→ DATA ROWS
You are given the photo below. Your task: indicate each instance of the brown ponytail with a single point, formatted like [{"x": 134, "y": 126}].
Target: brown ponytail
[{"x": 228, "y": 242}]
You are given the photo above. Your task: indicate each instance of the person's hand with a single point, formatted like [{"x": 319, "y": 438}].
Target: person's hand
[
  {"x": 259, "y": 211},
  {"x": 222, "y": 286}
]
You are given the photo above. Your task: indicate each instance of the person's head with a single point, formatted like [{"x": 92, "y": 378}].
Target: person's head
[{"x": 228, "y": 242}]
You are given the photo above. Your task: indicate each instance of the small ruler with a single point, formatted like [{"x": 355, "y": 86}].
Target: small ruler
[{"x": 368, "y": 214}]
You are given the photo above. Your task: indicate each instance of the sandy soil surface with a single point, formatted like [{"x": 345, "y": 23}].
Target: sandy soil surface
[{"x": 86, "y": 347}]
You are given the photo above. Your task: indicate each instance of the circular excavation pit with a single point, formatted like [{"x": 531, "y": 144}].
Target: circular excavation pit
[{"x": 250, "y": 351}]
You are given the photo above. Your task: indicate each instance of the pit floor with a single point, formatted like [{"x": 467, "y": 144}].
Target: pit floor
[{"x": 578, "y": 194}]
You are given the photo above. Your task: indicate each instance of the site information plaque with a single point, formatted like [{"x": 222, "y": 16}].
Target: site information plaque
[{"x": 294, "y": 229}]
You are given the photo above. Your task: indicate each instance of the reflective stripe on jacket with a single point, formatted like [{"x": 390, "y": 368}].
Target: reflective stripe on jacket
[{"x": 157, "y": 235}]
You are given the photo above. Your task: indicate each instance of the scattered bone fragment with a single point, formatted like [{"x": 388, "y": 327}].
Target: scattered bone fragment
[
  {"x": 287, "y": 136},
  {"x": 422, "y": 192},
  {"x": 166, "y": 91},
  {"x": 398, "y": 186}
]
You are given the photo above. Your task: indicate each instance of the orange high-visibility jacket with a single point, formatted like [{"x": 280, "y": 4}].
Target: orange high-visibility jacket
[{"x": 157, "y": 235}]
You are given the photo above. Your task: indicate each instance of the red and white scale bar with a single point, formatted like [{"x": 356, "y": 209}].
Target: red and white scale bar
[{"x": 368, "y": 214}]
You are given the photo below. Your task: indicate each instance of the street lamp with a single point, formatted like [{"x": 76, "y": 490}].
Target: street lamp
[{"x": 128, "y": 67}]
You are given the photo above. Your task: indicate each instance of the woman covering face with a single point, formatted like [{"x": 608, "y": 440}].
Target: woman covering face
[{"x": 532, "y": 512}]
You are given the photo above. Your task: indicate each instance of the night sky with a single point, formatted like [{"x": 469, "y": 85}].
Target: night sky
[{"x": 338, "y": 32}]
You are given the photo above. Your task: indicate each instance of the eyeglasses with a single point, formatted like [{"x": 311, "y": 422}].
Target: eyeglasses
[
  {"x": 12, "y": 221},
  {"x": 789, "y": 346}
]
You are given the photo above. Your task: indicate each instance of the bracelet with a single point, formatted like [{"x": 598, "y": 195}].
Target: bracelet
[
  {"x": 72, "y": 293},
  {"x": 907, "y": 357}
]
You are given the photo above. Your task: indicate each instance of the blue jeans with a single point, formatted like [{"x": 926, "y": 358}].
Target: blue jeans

→ WRITTEN PROBLEM
Generate an exact reproduction of all entries.

→ REPLY TO THE TASK
You are given the photo below. Your task: indicate each instance of the brown ponytail with a single point, formatted like [{"x": 134, "y": 126}].
Target: brown ponytail
[{"x": 228, "y": 242}]
You are given the photo above. Your task: indicate each instance of the person's hand with a single point, formatted like [{"x": 319, "y": 438}].
Target: person's hand
[
  {"x": 259, "y": 211},
  {"x": 222, "y": 286}
]
You are given the photo above. Your task: indicate each instance of the person's head with a single point, formatted like [{"x": 92, "y": 378}].
Target: person's head
[{"x": 228, "y": 242}]
You are given the photo above. Your task: indicate each instance of the small ruler with a single point, formatted like [{"x": 355, "y": 86}].
Target: small ruler
[{"x": 368, "y": 214}]
You are given the photo above. Your task: indicate each instance of the sandy soil surface with a single point, formatted like [{"x": 345, "y": 23}].
Target: sandy soil surface
[{"x": 86, "y": 347}]
You are given the photo above. Your task: indicate each instance of the circular excavation pit with a single point, formatted like [{"x": 531, "y": 144}].
Target: circular excavation pit
[{"x": 250, "y": 351}]
You are given the photo above. Your task: indicate each instance of the pit floor with a single point, formatted like [{"x": 467, "y": 144}].
Target: pit floor
[{"x": 578, "y": 194}]
You are given the photo above. Your task: indicate each instance of the site information plaque with a single point, formatted like [{"x": 222, "y": 16}].
Target: site information plaque
[{"x": 294, "y": 229}]
You are given the photo above. Your task: indicate each instance of the reflective stripe on jacket with a single point, formatted like [{"x": 390, "y": 368}].
Target: reflective stripe on jacket
[{"x": 157, "y": 235}]
You are given the photo above. Your task: indicate each instance of the scattered bone fragment with a single point, formatted like [{"x": 388, "y": 327}].
Target: scattered bone fragment
[
  {"x": 287, "y": 136},
  {"x": 422, "y": 192},
  {"x": 166, "y": 91},
  {"x": 398, "y": 186}
]
You are given the photo above. Your task: indicate each instance of the orange high-visibility jacket with a single point, formatted like [{"x": 280, "y": 4}].
Target: orange high-visibility jacket
[{"x": 157, "y": 235}]
You are given the photo above. Your task: indicate each instance of the red and white scale bar with a single point, formatted like [{"x": 356, "y": 209}].
Target: red and white scale bar
[{"x": 368, "y": 214}]
You are given the photo below. Your task: indicate each instance of the street lamp with a single point, formatted like [{"x": 76, "y": 490}].
Target: street lamp
[{"x": 128, "y": 67}]
You are given the photo above. Your task: indicate each instance of the woman covering face with a single point, formatted like [{"x": 608, "y": 440}].
Target: woman covering face
[{"x": 532, "y": 512}]
You are given the photo above. Your task: indicate each instance of the night sky with a single point, formatted like [{"x": 469, "y": 85}].
Target: night sky
[{"x": 338, "y": 32}]
You are given the photo above. Your task: indicate each instance of the eyeglasses with a single point, formatted like [{"x": 311, "y": 422}].
Target: eyeglasses
[
  {"x": 12, "y": 221},
  {"x": 789, "y": 346}
]
You are given the photo above. Your task: indicate each instance of the bracelet with a single point, formatted like [{"x": 598, "y": 195}].
Target: bracelet
[
  {"x": 72, "y": 293},
  {"x": 907, "y": 357}
]
You are given the photo above. Your task: indicate each instance of the blue jeans with a single point, formatted like [{"x": 926, "y": 358}].
Target: blue jeans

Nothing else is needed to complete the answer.